● DOCUMENT EXCERPT:

>>>

Outside of Beltway legal circles, few may be familiar with the name Jennifer Daskal, a Georgetown law fellow who most recently worked in the Justice Department’s National Security Division. Prior to her time at Justice, Daskal served as senior counsel for Human Rights Watch, the international human rights organization. While there, her work centered on legal challenges to the Bush administration’s counterterrorism policies.
Daskal’s most recent public work – a law review article entitled “The Geography of the Battlefield” – approaches this subject area from a different perspective. In “Geography,” Daskal speaks not as a critic, but as an advocate of a trans-national legal framework to guide the development of counterterrorism policy. In the process, she also articulates a vision of the Obama administration’s national-security posture that is informed by an insider’s perspective. What is most notable about her description is that it includes controversial practices that have their roots in the predecessor administration.
Over the course of the last decade, counterterrorism policy has ever been at the forefront of discussion within the executive branch. The reasons for this are obvious, given the state of the ongoing conflict with al-Qaida. The formulation of counterterrorism policy has also spurred a wide-ranging debate over the scope of state authority, and of presidential power in particular.
At the dawn of the current conflict, the Bush White House was assertive in its articulation of broad executive powers, and in its expansive readings of laws passed by Congress. In contrast, the Obama administration has been more circumspect about describing the scope and basis of its counterterror posture.

<<<

Continue the piece on Jennifer Daskal's article and executive counterterrorism policy, starting after its last sentence.

● RECORDED INFORMATION:
>>>

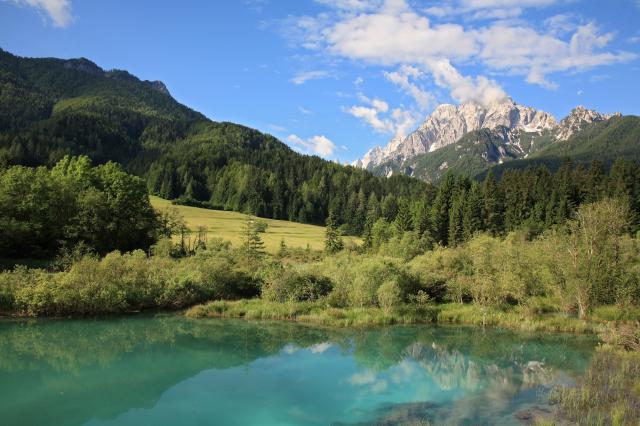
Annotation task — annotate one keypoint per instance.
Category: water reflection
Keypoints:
(168, 370)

<<<

● FINAL ANSWER:
As the Obama presidency has worn on, however, it has become clear that the administration’s posture – while diverging from Bush-era assumptions – diverges only by matters of degree. On key fundamentals, there are significant overlaps that pose long-term challenges to constitutional norms.
From promises to practice
The Obama administration’s early pronouncements on counterterrorism policy seemed to clearly repudiate past practices. President Obama promised to close Guantanamo, hold criminal trials for the 9/11 masterminds, and oppose the practice of indefinite military detention at home. The president even attempted to elevate Dawn Johnsen – a strident Bush critic – to the chief job at the Office of Legal Counsel, home to the infamous John Yoo “enhanced interrogation” memos. In total, these moves were read to signal a repudiation of the “war everywhere” framework that guided the Bush team, and to reassert the primacy of law enforcement as a counterterrorism tool, with the concomitant strictures of constitutional law at work on the home front.
These early moves foundered fairly quickly. Some agenda items – such as criminal trials for the 9/11 plotters – hit significant political opposition, and were complicated by legacy issues inherited from the Bush administration. Others, such as the closing of Guantanamo, were stymied from the beginning by statutory hurdles put in place by Congress.
On the matter of indefinite detention, Obama initially took steps to remove the practice from the government’s tool kit – pulling the last remaining Bush-era domestic detention case before it could be considered for Supreme Court review. It is on this point, however, that the Obama team has back-slid the farthest, essentially salvaging the practice of indefinite detention during last year’s debate over the National Defense Authorization Act (NDAA).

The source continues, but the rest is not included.